Vragen en opdrachten:
**A.** Op welke datum vroeg eiser volgens de uitspraak van de rechtbank een WW-uitkering aan?
**B.** Zet de regels van de records van de regel met "task | put one marker on every instance of the truck" tot en met de regel met "x=715 y=687" om in een JSON-lijst van strings, met één string per regel en zonder lege regels.

Aangeleverde tekst:
============

De rechtbank oordeelde dat verweerder terecht had vastgesteld dat er geen privaatrechtelijke dienstbetrekking was en dat eiser daarom niet verzekerd was voor de WW. De rechtbank volgde de argumenten van eiser niet en concludeerde dat de afwijzing van de WW-aanvraag op goede gronden was gedaan. Het beroep van eiser werd ongegrond verklaard, en er werd geen aanleiding gezien voor vergoeding van griffierecht of proceskosten. De uitspraak is openbaar uitgesproken en partijen zijn geïnformeerd over de mogelijkheid tot hoger beroep.

Uitspraak

RECHTBANK AMSTERDAM

Bestuursrecht
zaaknummer: AMS 22/842

uitspraak van de enkelvoudige kamer van 12 juli 2022 in de zaak tussen

[eiser] , te Amsterdam, eiser

(gemachtigde: mr. I. Rhodes),
en
de Raad van bestuur van het Uitvoeringsinstituut werknemersverzekeringen, verweerder,
( [gemachtigde] ).

Procesverloop

Met een besluit van 31 mei 2021 (het primaire besluit) heeft verweerder de aanvraag van eiser om een uitkering op grond van de Werkloosheidswet (WW) afgewezen.
Met een besluit van 31 januari 2022 (het bestreden besluit) heeft verweerder het bezwaar van eiser ongegrond verklaard.
Eiser heeft tegen het bestreden besluit beroep ingesteld. Verweerder heeft een verweerschrift ingediend.
De zaak is behandeld op een zitting van 30 mei 2022. Eiser is verschenen, bijgestaan door zijn gemachtigde en mr. K. Wierda. Verweerder heeft zich laten vertegenwoordigen door zijn gemachtigde.

Overwegingen

Wat aan deze procedure voorafging
1. Eiser heeft op 24 mei 2021 een WW-uitkering aangevraagd, nadat per
2 november 2020 de samenwerking tussen hem en [werkgever] ( [werkgever] ) was beëindigd. Op het aanvraagformulier heeft eiser vermeld dat hij van 1 juni 2014 tot en met
2 november 2020 bij [werkgever] heeft gewerkt.
2. Met het primaire besluit heeft verweerder bepaald dat eiser per 2 november 2021 geen WW-uitkering krijgt toegekend. Eiser wordt niet beschouwd als werknemer en was daarom niet verzekerd voor de WW.

============

Gegevens voor opdracht:
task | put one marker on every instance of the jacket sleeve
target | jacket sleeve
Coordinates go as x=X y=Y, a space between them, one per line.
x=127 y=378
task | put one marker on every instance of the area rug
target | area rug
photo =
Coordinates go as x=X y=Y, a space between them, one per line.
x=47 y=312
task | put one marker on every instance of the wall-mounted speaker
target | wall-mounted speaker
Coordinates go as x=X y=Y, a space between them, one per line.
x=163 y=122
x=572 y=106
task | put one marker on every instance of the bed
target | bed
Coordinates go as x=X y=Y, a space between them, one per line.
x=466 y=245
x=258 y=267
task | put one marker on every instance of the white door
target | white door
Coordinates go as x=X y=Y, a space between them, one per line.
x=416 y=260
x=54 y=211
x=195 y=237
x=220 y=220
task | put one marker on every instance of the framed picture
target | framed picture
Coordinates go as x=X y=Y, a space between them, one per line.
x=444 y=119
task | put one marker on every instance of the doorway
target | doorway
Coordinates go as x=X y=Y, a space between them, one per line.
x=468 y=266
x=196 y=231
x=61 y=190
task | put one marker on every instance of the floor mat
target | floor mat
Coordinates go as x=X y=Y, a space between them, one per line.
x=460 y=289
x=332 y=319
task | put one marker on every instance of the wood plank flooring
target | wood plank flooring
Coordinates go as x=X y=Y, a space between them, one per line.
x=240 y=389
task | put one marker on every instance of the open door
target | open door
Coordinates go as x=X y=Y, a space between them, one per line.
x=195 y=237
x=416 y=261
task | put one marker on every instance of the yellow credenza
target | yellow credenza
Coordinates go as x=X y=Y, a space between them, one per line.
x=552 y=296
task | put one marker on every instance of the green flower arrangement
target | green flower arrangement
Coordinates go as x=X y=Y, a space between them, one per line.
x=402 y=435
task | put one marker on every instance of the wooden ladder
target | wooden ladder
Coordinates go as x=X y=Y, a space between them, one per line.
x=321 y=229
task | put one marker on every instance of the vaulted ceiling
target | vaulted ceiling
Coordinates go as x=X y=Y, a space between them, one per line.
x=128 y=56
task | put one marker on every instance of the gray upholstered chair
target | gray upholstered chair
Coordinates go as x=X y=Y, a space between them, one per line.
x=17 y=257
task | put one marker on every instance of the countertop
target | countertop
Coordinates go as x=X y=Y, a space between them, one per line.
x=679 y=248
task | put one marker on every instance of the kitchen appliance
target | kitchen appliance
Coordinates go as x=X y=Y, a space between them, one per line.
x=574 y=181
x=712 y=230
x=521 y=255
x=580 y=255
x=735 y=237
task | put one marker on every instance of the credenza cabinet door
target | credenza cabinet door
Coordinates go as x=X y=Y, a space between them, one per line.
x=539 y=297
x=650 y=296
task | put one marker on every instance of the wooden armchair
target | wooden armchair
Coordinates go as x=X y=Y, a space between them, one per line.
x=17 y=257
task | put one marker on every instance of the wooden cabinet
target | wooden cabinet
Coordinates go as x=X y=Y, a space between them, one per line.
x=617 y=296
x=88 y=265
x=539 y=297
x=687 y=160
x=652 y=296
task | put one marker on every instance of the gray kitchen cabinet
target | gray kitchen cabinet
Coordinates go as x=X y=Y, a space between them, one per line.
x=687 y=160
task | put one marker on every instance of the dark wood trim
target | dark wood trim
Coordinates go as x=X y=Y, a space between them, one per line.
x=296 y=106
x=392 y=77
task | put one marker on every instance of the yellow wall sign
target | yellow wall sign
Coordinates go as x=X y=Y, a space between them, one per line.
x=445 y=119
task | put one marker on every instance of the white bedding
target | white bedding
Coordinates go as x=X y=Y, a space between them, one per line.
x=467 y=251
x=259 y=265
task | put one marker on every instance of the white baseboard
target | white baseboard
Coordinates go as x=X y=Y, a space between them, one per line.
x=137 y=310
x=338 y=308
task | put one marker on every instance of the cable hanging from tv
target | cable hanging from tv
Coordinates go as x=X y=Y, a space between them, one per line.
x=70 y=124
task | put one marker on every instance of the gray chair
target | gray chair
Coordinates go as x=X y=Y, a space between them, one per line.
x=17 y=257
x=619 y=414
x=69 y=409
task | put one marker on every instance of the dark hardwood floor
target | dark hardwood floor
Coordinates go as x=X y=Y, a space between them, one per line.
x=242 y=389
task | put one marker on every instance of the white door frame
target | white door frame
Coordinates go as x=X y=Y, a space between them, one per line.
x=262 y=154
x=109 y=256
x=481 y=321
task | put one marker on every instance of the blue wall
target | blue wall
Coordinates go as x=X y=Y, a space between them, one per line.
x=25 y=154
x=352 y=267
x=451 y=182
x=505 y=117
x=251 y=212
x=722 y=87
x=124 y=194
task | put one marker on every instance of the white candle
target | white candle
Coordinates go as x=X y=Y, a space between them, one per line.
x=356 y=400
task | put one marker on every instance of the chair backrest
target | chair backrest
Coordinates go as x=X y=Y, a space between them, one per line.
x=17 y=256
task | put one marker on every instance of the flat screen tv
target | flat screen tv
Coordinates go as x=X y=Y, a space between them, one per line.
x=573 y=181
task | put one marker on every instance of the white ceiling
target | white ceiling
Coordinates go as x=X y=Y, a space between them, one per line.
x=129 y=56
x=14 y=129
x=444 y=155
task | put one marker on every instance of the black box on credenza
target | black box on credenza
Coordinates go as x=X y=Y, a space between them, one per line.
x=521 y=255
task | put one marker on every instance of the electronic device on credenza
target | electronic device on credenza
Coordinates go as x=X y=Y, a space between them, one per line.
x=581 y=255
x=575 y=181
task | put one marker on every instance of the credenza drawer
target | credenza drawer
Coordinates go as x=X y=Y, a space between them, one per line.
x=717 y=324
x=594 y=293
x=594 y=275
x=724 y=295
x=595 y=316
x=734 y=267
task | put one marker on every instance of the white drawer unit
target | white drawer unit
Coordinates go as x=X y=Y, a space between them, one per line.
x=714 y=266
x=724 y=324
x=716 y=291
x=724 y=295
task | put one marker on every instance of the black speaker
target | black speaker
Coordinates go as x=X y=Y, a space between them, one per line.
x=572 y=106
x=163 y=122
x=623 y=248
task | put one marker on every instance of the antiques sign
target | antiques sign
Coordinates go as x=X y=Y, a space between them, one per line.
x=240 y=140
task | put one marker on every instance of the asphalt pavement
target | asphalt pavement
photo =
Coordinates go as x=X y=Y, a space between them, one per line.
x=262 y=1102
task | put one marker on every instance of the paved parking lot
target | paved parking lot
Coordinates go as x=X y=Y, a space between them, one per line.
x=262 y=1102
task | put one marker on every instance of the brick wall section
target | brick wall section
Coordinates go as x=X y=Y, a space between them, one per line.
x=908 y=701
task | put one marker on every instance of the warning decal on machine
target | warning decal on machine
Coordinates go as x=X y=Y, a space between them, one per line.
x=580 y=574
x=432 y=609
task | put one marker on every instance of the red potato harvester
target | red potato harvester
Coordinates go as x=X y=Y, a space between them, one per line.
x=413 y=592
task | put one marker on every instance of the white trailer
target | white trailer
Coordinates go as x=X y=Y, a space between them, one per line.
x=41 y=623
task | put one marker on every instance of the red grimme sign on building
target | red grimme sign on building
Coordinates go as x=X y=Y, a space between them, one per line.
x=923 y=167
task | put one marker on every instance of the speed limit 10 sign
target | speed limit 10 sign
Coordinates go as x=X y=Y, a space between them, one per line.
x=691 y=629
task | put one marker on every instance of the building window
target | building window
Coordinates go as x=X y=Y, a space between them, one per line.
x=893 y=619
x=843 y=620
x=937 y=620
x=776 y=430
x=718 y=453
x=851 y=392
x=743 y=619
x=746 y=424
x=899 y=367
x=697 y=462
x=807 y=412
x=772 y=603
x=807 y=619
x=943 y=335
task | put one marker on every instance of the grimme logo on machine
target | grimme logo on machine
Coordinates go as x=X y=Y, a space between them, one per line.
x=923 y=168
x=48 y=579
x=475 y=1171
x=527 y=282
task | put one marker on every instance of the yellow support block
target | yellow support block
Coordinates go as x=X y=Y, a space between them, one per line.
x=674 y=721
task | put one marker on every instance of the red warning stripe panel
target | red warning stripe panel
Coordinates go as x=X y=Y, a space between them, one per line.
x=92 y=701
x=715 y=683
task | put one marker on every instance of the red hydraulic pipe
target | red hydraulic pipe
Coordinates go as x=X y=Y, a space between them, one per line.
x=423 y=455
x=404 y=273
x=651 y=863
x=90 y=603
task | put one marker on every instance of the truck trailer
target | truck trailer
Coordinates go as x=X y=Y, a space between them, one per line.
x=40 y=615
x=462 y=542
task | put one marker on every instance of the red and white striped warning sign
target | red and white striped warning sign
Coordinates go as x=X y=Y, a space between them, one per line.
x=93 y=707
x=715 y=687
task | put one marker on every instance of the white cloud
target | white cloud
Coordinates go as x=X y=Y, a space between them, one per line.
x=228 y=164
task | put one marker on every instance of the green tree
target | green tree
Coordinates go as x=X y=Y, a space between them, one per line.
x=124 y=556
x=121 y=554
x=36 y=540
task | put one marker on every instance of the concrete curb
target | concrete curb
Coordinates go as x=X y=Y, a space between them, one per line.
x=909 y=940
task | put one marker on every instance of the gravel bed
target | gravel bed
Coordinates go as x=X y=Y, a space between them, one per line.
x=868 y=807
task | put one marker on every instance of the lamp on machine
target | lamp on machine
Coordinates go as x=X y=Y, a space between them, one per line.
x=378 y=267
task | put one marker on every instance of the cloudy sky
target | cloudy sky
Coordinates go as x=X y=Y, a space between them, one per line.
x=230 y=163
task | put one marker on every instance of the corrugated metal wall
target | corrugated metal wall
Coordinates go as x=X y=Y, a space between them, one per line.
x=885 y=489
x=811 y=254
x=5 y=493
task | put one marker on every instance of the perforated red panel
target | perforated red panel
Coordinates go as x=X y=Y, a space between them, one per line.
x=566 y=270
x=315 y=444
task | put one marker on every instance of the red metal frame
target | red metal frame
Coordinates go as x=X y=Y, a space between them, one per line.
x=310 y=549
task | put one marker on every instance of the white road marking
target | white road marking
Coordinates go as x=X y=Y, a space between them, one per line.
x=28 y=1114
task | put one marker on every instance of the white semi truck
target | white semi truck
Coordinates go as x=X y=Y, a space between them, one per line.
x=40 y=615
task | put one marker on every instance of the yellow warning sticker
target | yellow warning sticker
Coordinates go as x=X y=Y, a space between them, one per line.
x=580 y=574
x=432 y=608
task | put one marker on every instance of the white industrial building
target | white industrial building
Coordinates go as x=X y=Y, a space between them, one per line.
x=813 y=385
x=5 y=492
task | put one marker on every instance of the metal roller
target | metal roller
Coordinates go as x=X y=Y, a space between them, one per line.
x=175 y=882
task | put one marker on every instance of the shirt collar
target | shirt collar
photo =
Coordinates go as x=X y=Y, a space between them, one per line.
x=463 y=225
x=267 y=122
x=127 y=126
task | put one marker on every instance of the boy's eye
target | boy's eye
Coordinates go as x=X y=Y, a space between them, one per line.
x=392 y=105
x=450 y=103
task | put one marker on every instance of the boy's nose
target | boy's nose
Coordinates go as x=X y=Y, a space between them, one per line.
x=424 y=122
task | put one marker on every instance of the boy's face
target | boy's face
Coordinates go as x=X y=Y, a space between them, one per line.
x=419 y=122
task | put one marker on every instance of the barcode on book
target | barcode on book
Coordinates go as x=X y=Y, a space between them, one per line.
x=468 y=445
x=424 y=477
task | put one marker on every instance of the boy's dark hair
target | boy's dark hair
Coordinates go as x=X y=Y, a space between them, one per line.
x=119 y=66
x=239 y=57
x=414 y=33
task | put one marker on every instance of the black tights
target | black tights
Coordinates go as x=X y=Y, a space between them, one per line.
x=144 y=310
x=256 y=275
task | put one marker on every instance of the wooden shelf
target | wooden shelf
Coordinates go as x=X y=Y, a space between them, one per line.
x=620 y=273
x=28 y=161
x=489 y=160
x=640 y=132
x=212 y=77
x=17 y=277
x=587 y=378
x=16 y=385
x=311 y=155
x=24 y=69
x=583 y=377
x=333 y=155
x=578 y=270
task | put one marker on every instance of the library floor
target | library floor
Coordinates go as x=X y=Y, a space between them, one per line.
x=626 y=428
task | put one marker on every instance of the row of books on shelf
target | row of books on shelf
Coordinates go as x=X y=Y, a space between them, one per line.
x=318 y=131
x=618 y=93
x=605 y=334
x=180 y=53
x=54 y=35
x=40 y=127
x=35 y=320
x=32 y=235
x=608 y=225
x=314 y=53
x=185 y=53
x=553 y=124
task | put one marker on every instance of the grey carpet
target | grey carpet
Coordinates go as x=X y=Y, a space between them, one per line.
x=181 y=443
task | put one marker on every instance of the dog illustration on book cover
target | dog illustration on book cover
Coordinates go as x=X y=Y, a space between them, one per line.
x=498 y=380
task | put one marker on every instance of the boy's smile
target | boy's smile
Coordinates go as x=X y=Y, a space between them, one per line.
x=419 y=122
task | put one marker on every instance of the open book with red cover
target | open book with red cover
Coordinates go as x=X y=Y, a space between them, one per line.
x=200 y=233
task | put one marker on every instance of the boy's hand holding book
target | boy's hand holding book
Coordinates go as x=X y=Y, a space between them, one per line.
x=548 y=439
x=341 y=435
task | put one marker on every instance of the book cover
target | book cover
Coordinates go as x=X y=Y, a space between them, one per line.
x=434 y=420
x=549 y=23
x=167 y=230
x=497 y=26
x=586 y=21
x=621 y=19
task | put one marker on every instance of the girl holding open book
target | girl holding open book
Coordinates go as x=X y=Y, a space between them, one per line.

============

Verwachte antwoorden:
**A.** Op 24 mei 2021.

**B.**
[
  "task | put one marker on every instance of the truck trailer",
  "target | truck trailer",
  "Coordinates go as x=X y=Y, a space between them, one per line.",
  "x=40 y=615",
  "x=462 y=542",
  "task | put one marker on every instance of the red and white striped warning sign",
  "target | red and white striped warning sign",
  "Coordinates go as x=X y=Y, a space between them, one per line.",
  "x=93 y=707",
  "x=715 y=687"
]